### PROMPT 1
Which costs or prices does the Peak Oil excerpt say have been rising?
### PROMPT 2
In the Peak Oil excerpt, which school of economics do the economic ideas come from?
### PROMPT 3
Translate this sentence from the Peak Oil excerpt into Spanish: "Housing costs have been rising, but this is due to a housing bubble, scarcity (in urban areas) and extreme income inequality."

### EXCERPT
==================================================

My question, and I ask it in all sincerity, is, why? These economic ideas come directly from the right-wing “Austrian School” of economics. Why were these obscure, right-wing economic doctrines embraced by so much of the Peak Oil commentariat? You know who these people are, so I’m not going to name names.

What’s exceptionally bizarre to me about this is that Peak Oil, rightly or wrongly (in my opinion wrongly), has been associated with the political Left. Yet so many people in the Peak Oil sphere enthusiastically embraced the narrative being promoted by right-wing Libertarians that the Federal Reserve is the (exclusive) source of all our economic woes, that gold is the only “real” money, and that “money printing” will lead to runaway inflation and a “debasement” of the currency. If you read many peak oil sites, you would also hear constant scorn being heaped on the likes of Krugman and Ben Bernanake (like Krugman, Bernanke seemed to inspire a bilious, visceral hatred in the angry white males of the blogosphere that Janet Yellen simply can’t match. Must be something about bearded Jewish Princeton economists)

Again, why? Why did so much of the Peak Oil movement embrace these narratives promoted by people like the Koch Brothers and Ron Paul? It’s strange bedfellows indeed – you had libertarian  free-market fundamentalists espousing the exact same economic ideas as people who believed that the very substance that underpins modern industrial capitalism was irretrievably running out. How did they end up espousing the exact same economic philosophy? Why did so many Peak Oil people align themselves politically with extreme free-market fundamentalists like Ron Paul, who believes that a nineteenth century economic regime with no central banking, regulations or worker protections is the key to prosperity for all?

And many in the movement have been doubling down on this. If you point out that inflation is low, you get conspiracy theories about how inflation numbers are secretly being manipulated. Oil prices are going up, but of course Peak Oil people should know that has nothing to do with money printing but rather the increased costs of going after harder-to-get oil sources. College and medical costs have been rising, but that’s because these industries are predatory and fuelled by federal subsidies. Housing costs have been rising, but this is due to a housing bubble, scarcity (in urban areas) and extreme income inequality. These aren’t caused by “money printing.”

I think maybe the idea is that if the authorities were not talking about Peak Oil, than they were not talking honestly about other things, and conspiratorial anti-government ideologies were embraced. And the biggest ones on offer ready to go was the ones being stoked and kept alive by anti-government libertarians and the John Birch Society. So, many peak oilers encountered these ideologies and signed on board, thinking that these ideas were another “suppressed” ideology just like peak oil. If the authorities were lying and keeping peak oil a secret, then they must be lying about the Federal Reserve and money printing and all of that as well. And economists like Krugman were in on the scam!

==================================================

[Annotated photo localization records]
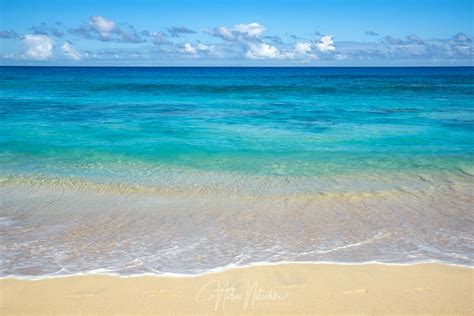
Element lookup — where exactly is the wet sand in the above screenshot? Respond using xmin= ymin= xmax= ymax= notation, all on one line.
xmin=0 ymin=264 xmax=474 ymax=315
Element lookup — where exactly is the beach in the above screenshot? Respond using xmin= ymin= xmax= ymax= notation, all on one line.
xmin=0 ymin=67 xmax=474 ymax=315
xmin=0 ymin=264 xmax=474 ymax=315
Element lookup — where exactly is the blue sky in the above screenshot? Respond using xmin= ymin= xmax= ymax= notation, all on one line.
xmin=0 ymin=0 xmax=474 ymax=66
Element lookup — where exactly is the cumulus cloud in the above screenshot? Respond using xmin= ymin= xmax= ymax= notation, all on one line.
xmin=382 ymin=35 xmax=403 ymax=45
xmin=69 ymin=15 xmax=145 ymax=43
xmin=365 ymin=31 xmax=379 ymax=36
xmin=208 ymin=22 xmax=265 ymax=42
xmin=316 ymin=35 xmax=336 ymax=53
xmin=182 ymin=42 xmax=215 ymax=56
xmin=245 ymin=43 xmax=281 ymax=59
xmin=264 ymin=35 xmax=284 ymax=45
xmin=22 ymin=34 xmax=53 ymax=60
xmin=454 ymin=33 xmax=471 ymax=43
xmin=89 ymin=15 xmax=117 ymax=39
xmin=61 ymin=41 xmax=82 ymax=60
xmin=167 ymin=26 xmax=196 ymax=37
xmin=0 ymin=30 xmax=19 ymax=38
xmin=30 ymin=22 xmax=65 ymax=38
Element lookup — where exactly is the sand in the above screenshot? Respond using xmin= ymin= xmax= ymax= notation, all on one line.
xmin=0 ymin=264 xmax=474 ymax=315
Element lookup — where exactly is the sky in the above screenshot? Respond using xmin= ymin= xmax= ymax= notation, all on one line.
xmin=0 ymin=0 xmax=474 ymax=66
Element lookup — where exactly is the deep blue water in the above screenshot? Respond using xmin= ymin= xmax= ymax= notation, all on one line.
xmin=0 ymin=67 xmax=474 ymax=276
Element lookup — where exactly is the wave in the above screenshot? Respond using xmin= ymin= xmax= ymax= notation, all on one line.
xmin=0 ymin=259 xmax=474 ymax=281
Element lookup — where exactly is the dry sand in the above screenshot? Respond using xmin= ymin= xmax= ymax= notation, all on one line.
xmin=0 ymin=264 xmax=474 ymax=315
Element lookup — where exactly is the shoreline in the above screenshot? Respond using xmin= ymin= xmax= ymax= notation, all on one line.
xmin=0 ymin=263 xmax=474 ymax=315
xmin=0 ymin=260 xmax=474 ymax=281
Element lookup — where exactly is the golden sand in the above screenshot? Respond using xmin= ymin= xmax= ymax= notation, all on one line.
xmin=0 ymin=264 xmax=474 ymax=315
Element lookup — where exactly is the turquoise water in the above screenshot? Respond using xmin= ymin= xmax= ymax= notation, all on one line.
xmin=0 ymin=68 xmax=474 ymax=175
xmin=0 ymin=67 xmax=474 ymax=277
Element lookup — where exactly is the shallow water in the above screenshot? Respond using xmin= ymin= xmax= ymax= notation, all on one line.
xmin=0 ymin=67 xmax=474 ymax=276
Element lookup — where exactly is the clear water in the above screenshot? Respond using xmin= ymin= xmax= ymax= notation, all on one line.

==================================================

### RESPONSE BOX 1
Oil prices, college costs, medical costs and housing costs.

### RESPONSE BOX 2
The right-wing "Austrian School" of economics.

### RESPONSE BOX 3
Los costos de la vivienda han ido en aumento, pero esto se debe a una burbuja inmobiliaria, a la escasez (en las zonas urbanas) y a una extrema desigualdad de ingresos.